### Task description
Please convert the lines below into a two-column CSV with columns named instruction and response, making one row for each coordinate list: the lines leading up to that list go in instruction and the list goes in response. Put every field in double quotes and replace each line break inside a field with a space.

### Rows
------------------------------------------------------------

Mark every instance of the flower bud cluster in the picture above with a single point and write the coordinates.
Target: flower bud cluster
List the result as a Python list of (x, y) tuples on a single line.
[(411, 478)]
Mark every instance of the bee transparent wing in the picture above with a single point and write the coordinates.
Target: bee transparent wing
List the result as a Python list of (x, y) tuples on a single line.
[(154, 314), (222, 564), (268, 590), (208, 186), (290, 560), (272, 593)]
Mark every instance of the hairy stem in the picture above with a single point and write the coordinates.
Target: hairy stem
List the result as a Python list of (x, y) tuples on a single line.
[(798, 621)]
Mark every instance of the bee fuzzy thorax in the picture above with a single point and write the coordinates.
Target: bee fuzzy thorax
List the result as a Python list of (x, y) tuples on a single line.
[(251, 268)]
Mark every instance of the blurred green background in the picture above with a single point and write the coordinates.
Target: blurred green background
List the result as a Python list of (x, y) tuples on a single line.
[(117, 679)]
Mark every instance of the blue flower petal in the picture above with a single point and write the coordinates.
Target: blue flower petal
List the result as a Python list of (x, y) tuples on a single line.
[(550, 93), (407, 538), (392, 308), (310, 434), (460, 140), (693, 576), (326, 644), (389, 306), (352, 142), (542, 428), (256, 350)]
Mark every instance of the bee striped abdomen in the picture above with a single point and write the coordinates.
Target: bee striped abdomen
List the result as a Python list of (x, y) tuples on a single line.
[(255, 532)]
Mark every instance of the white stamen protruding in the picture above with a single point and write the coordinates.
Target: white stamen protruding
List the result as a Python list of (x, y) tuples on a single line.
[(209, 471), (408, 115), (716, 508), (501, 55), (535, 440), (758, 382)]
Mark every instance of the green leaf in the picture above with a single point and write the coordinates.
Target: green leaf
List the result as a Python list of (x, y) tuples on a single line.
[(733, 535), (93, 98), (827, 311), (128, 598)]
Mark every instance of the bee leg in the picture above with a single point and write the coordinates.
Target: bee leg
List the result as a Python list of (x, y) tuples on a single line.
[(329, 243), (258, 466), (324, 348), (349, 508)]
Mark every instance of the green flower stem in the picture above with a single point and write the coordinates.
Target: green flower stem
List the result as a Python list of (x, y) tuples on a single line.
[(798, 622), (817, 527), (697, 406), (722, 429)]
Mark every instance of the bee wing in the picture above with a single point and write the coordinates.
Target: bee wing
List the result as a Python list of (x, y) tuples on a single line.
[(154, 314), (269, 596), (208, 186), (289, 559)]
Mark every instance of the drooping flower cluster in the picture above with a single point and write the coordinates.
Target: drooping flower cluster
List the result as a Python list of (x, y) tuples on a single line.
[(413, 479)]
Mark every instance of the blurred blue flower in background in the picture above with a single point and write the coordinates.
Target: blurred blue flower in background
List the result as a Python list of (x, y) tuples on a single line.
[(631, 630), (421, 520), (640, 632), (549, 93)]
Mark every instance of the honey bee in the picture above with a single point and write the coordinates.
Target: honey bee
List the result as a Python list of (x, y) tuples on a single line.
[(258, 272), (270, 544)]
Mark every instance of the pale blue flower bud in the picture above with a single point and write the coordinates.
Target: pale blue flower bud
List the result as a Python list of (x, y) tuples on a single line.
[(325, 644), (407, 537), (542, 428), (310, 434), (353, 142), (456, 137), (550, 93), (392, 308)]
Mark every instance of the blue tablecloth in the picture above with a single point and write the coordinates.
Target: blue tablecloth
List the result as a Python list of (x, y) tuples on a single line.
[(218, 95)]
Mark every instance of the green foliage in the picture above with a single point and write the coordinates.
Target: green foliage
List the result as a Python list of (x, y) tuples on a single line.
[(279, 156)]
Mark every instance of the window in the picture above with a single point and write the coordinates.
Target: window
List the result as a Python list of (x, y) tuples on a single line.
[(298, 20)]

------------------------------------------------------------

### Finished task
instruction,response
"Mark every instance of the flower bud cluster in the picture above with a single point and write the coordinates. Target: flower bud cluster List the result as a Python list of (x, y) tuples on a single line.","[(411, 478)]"
"Mark every instance of the bee transparent wing in the picture above with a single point and write the coordinates. Target: bee transparent wing List the result as a Python list of (x, y) tuples on a single line.","[(154, 314), (222, 564), (268, 590), (208, 186), (290, 560), (272, 593)]"
"Mark every instance of the hairy stem in the picture above with a single point and write the coordinates. Target: hairy stem List the result as a Python list of (x, y) tuples on a single line.","[(798, 621)]"
"Mark every instance of the bee fuzzy thorax in the picture above with a single point and write the coordinates. Target: bee fuzzy thorax List the result as a Python list of (x, y) tuples on a single line.","[(251, 268)]"
"Mark every instance of the blurred green background in the picture above with a single point and write the coordinates. Target: blurred green background List the result as a Python list of (x, y) tuples on a single line.","[(117, 679)]"
"Mark every instance of the blue flower petal in the picture above with a single point and write the coordinates. Target: blue flower petal List the result as a Python list of (x, y) tuples on a single line.","[(550, 93), (407, 538), (392, 308), (310, 434), (460, 140), (693, 576), (326, 644), (389, 306), (352, 142), (542, 428), (256, 350)]"
"Mark every instance of the bee striped abdomen in the picture above with a single point and write the coordinates. Target: bee striped abdomen List the result as a Python list of (x, y) tuples on a single line.","[(255, 532)]"
"Mark every instance of the white stamen protruding in the picture above with a single point and write the coordinates. Target: white stamen protruding List the result as a Python list of (x, y) tuples on a single line.","[(209, 471), (408, 115), (716, 508), (501, 55), (535, 440), (758, 382)]"
"Mark every instance of the green leaf in the picture above with a single point and write the coordinates. Target: green leaf List the result as a Python list of (x, y) tuples on a single line.","[(733, 535), (93, 98), (827, 311), (128, 598)]"
"Mark every instance of the bee leg in the picture above with a single point and write the coordinates. Target: bee leg List the result as a Python list of (x, y) tuples on a single line.","[(329, 243), (258, 466), (324, 348), (349, 508)]"
"Mark every instance of the green flower stem in the picture above with a single point and write the coordinates. Target: green flower stem List the result as a Python list of (x, y) tuples on a single line.","[(798, 622), (817, 527), (697, 406), (722, 429)]"
"Mark every instance of the bee wing in the picture above with a single point and write the coordinates. Target: bee wing List the result as a Python list of (x, y) tuples on a single line.","[(154, 314), (269, 596), (208, 186), (289, 559)]"
"Mark every instance of the drooping flower cluster in the picture above with a single point and write the coordinates. Target: drooping flower cluster List the result as a Python list of (x, y) tuples on a single line.","[(413, 479)]"
"Mark every instance of the blurred blue flower in background in the picture above with a single point and write the coordinates. Target: blurred blue flower in background List the result as a Python list of (x, y) tuples on a single line.","[(631, 630), (421, 520), (640, 632), (549, 93)]"
"Mark every instance of the honey bee in the picture above with a single point and write the coordinates. Target: honey bee List the result as a Python list of (x, y) tuples on a single line.","[(258, 272), (270, 544)]"
"Mark every instance of the pale blue flower bud in the picture above with a single point and write the coordinates. Target: pale blue flower bud List the result as a Python list of (x, y) tuples on a single line.","[(325, 644), (407, 537), (542, 428), (310, 434), (353, 142), (456, 137), (550, 93), (392, 308)]"
"Mark every instance of the blue tablecloth in the picture above with a single point and write the coordinates. Target: blue tablecloth List the result as a Python list of (x, y) tuples on a single line.","[(218, 95)]"
"Mark every instance of the green foliage in the picture above with a single point and write the coordinates. Target: green foliage List the result as a Python list of (x, y) tuples on a single line.","[(279, 156)]"
"Mark every instance of the window in the picture above with a single point and write the coordinates. Target: window List the result as a Python list of (x, y) tuples on a single line.","[(298, 20)]"